Excerpt to read:

======

Justice Department Accuses UCLA Medical School of Illegal Race-Based Admissions

Justice Department Accuses UCLA Medical School of Illegal Race-Based Admissions

The Trump administration has accused UCLA's medical school of systematically favoring minority applicants in violation of federal law, marking an escalation in the government's aggressive push to eliminate race-conscious admissions across higher education.

The US Department of Justice concluded this week that the David Geffen School of Medicine at UCLA discriminated against white and Asian American applicants by using race as a factor in selecting students. The finding follows a year-long investigation and opens the door to potential enforcement action, including possible loss of federal funding.

Justice Department officials pointed to admissions data as their primary evidence. In 2024, admitted Black students had an average grade-point average of 3.72, compared with 3.84 for Asian Americans and 3.83 for white students. Similar gaps appeared in test scores across both years examined. The department characterized these patterns as proof that UCLA was prioritizing diversity goals over academic qualifications.

Harmeet Dhillon, head of the civil rights division, said in a letter of findings that "highly qualified White, Asian, and other students were denied admission on the basis of their race." The investigation also flagged an application question that invited prospective students to identify as members of a marginalized group and discuss the impact on their lives, which the department views as an improper consideration of race.

UCLA's medical school responded by reaffirming that its admissions process "is based on merit" and pledged compliance with state and federal law. The school said it is reviewing the justice department's findings.

The action against UCLA is part of a broader campaign. In March, the Trump administration opened investigations into medical school admissions at Stanford, Ohio State, and the University of California, San Diego. The government has also demanded that undergraduate programs at selective colleges provide data demonstrating they have eliminated race from their decision-making.

======

Data for analysis:
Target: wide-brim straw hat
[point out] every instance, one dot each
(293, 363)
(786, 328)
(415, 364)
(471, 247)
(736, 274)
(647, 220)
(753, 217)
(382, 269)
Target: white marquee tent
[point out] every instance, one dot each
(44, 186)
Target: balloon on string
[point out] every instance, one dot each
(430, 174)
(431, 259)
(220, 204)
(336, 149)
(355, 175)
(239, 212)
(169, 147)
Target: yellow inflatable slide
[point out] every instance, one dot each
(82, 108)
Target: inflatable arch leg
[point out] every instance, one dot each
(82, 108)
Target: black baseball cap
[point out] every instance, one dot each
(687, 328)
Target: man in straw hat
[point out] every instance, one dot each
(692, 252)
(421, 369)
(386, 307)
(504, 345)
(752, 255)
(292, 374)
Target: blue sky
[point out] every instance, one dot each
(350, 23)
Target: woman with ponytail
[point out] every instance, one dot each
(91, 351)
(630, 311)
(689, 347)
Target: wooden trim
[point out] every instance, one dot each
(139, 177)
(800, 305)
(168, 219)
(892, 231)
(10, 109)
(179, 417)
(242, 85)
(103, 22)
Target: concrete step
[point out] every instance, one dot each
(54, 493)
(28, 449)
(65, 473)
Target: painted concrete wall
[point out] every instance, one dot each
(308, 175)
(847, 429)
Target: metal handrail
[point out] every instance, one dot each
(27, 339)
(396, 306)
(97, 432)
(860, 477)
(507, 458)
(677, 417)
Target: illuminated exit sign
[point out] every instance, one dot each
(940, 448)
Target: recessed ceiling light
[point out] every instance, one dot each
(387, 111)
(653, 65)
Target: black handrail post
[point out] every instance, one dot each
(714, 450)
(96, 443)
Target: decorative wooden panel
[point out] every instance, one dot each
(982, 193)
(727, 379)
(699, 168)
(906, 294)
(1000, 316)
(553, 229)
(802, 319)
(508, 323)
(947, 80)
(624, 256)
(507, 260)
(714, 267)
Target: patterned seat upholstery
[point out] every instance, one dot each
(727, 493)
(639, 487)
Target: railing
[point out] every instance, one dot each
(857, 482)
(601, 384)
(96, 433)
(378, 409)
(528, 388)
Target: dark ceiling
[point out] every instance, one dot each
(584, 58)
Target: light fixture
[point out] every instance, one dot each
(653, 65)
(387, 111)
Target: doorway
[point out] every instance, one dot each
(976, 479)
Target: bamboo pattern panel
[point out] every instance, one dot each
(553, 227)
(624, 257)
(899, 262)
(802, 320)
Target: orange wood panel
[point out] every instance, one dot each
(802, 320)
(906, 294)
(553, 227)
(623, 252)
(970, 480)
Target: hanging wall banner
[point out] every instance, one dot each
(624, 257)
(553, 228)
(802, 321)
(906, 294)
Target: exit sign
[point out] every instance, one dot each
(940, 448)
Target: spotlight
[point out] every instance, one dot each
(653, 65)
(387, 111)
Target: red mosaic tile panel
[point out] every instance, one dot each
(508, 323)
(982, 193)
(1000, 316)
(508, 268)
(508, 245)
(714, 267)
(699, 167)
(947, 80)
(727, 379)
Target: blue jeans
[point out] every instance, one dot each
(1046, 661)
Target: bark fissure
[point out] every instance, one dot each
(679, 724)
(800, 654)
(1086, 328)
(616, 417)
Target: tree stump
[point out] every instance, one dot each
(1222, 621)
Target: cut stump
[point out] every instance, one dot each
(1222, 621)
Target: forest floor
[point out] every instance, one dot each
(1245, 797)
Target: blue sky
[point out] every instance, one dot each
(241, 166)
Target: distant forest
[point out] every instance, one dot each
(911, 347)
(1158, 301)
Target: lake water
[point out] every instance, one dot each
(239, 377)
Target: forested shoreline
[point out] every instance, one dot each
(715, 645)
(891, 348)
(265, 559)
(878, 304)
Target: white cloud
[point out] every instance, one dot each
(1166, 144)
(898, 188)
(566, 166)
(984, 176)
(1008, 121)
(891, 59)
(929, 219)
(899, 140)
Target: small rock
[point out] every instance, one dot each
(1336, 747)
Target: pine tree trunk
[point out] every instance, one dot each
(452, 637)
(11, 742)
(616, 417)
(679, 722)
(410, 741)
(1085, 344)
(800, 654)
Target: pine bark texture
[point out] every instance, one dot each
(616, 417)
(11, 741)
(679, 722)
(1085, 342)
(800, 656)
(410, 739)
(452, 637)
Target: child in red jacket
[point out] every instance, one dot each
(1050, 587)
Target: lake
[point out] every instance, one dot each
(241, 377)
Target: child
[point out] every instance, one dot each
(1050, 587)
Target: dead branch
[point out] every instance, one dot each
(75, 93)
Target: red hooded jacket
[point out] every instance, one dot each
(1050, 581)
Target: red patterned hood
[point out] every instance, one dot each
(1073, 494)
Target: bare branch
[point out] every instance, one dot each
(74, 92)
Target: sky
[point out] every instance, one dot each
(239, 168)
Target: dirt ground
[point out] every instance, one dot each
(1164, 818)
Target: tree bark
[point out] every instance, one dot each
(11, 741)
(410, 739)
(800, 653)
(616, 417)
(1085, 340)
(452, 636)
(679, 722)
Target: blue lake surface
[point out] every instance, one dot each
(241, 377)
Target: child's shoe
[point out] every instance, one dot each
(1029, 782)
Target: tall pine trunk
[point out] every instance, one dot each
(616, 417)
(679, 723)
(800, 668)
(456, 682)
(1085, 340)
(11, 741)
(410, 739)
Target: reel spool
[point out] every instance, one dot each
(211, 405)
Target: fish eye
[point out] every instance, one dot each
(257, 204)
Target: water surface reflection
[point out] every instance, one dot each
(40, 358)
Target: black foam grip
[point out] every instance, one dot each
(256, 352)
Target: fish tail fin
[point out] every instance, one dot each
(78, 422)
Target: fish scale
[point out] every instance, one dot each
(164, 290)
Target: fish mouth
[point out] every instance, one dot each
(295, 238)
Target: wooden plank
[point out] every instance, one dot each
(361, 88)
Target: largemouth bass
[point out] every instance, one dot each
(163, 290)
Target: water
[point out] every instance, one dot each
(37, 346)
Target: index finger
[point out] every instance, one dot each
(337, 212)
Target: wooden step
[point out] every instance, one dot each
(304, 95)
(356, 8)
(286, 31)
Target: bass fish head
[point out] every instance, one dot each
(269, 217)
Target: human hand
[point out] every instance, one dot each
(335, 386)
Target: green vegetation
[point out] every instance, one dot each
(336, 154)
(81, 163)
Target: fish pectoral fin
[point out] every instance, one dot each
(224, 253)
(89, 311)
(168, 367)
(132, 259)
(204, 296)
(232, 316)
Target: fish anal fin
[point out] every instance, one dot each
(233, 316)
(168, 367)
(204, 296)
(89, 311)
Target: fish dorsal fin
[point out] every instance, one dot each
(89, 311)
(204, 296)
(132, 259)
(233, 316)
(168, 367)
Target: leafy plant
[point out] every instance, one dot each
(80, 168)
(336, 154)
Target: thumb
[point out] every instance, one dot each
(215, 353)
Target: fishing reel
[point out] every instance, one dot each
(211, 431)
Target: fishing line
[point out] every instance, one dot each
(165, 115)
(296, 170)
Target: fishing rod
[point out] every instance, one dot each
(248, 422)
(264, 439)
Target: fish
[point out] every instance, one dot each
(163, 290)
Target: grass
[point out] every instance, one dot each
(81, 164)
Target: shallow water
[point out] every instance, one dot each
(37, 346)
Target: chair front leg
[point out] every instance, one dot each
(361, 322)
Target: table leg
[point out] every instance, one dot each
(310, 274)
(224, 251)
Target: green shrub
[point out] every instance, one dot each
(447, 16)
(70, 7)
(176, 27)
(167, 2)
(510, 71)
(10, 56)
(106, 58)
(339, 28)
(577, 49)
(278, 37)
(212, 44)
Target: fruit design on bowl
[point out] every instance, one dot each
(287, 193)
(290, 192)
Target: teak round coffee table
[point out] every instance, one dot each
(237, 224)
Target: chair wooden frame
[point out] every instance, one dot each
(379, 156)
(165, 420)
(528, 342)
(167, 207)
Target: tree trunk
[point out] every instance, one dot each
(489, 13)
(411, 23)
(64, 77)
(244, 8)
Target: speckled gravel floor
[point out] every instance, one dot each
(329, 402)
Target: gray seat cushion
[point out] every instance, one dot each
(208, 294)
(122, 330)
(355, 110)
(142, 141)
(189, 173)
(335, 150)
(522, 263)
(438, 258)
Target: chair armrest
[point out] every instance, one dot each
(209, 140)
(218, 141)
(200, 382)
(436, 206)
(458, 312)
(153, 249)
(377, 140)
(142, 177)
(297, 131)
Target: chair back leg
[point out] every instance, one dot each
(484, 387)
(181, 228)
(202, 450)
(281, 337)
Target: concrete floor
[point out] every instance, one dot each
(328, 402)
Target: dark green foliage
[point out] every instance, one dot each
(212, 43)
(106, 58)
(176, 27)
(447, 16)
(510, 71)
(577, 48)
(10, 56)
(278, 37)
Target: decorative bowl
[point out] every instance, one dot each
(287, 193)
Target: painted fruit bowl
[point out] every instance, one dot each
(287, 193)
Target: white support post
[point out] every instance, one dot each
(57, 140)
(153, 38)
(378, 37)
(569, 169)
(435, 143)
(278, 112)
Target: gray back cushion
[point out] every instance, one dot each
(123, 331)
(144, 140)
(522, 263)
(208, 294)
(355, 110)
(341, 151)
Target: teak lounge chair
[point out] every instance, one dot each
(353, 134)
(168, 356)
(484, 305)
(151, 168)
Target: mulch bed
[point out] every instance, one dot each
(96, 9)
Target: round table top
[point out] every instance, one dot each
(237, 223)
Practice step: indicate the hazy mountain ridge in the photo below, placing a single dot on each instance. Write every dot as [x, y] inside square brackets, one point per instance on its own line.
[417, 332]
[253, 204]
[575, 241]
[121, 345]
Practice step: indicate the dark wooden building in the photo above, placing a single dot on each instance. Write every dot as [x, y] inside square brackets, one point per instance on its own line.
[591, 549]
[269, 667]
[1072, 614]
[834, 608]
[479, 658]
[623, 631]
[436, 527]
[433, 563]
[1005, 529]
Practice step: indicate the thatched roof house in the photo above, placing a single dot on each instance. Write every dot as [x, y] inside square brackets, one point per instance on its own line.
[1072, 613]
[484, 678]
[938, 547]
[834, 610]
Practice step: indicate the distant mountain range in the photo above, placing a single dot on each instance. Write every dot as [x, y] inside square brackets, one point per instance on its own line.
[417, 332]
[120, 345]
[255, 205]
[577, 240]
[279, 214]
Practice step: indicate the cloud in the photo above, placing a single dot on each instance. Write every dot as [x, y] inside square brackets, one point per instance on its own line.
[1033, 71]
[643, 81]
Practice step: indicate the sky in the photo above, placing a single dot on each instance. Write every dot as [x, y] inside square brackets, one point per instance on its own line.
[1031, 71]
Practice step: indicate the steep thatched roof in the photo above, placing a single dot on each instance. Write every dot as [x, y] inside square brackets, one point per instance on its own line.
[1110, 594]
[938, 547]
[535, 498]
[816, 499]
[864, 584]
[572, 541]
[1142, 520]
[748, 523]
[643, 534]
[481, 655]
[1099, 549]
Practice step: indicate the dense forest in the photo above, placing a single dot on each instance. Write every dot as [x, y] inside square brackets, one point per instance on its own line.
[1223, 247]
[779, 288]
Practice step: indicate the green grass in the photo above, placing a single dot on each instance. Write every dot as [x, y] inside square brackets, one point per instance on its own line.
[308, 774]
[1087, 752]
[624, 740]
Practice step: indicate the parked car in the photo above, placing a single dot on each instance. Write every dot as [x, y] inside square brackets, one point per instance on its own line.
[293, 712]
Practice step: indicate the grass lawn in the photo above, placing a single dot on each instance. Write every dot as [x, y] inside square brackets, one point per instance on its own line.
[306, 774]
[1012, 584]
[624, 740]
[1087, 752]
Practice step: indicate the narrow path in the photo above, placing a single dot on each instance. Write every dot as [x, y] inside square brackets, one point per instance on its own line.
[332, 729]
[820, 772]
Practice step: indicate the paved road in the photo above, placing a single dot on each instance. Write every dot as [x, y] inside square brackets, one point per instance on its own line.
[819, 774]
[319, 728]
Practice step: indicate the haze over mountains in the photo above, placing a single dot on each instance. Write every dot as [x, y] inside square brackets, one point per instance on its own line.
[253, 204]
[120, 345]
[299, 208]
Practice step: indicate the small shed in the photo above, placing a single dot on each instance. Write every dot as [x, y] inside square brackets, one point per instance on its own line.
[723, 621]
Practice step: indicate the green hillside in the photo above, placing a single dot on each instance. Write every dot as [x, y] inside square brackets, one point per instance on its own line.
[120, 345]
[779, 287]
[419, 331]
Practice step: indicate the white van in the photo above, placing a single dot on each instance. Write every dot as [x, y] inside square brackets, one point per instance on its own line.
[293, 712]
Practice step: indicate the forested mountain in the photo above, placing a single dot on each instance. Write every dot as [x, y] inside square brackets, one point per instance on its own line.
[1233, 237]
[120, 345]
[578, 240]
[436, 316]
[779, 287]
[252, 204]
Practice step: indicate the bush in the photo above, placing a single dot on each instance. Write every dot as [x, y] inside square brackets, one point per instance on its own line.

======

Required actions:
(1) Write out, word for word, the passage of the article on the UCLA medical school admissions investigation starting at "Harmeet Dhillon, head" and ending at "consideration of race.".
(2) Write the next part of the article about the Justice Department's finding against UCLA's medical school, picking up after its final sentence.

Answer section:
(1)
Harmeet Dhillon, head of the civil rights division, said in a letter of findings that "highly qualified White, Asian, and other students were denied admission on the basis of their race." The investigation also flagged an application question that invited prospective students to identify as members of a marginalized group and discuss the impact on their lives, which the department views as an improper consideration of race.

(2)
The legal landscape shifted in 2023 when the Supreme Court banned affirmative action in college admissions. That ruling prohibited universities from explicitly considering race as a factor but said colleges could still evaluate how an applicant's background informed their character or experiences. The Trump administration has argued that schools are circumventing this prohibition by using proxies like personal essays and demographic questions to effectively consider race anyway.

California itself has been navigating these restrictions since 1997, when voters approved a ballot measure prohibiting affirmative action in public college admissions. The University of California system has contended that the change produced a steep decline in underrepresented minority enrollment at its most competitive campuses. The system then adopted what it called "race-neutral measures" aimed at maintaining diversity, though it acknowledged struggling to restore enrollment levels from the affirmative action era.

The justice department has now set UCLA on a path toward either negotiated resolution or litigation. If voluntary compliance cannot be reached, the school faces legal action and potential defunding. The move reflects the administration's determination to reshape admissions policies nationwide according to its interpretation of civil rights law.

Author James Rodriguez: "The Justice Department is making a calculation that lower average test scores constitute proof of discrimination, but it's ignoring how universities have tried for decades to build diverse classes within legal constraints, and that's a real legal and policy question worth debating openly."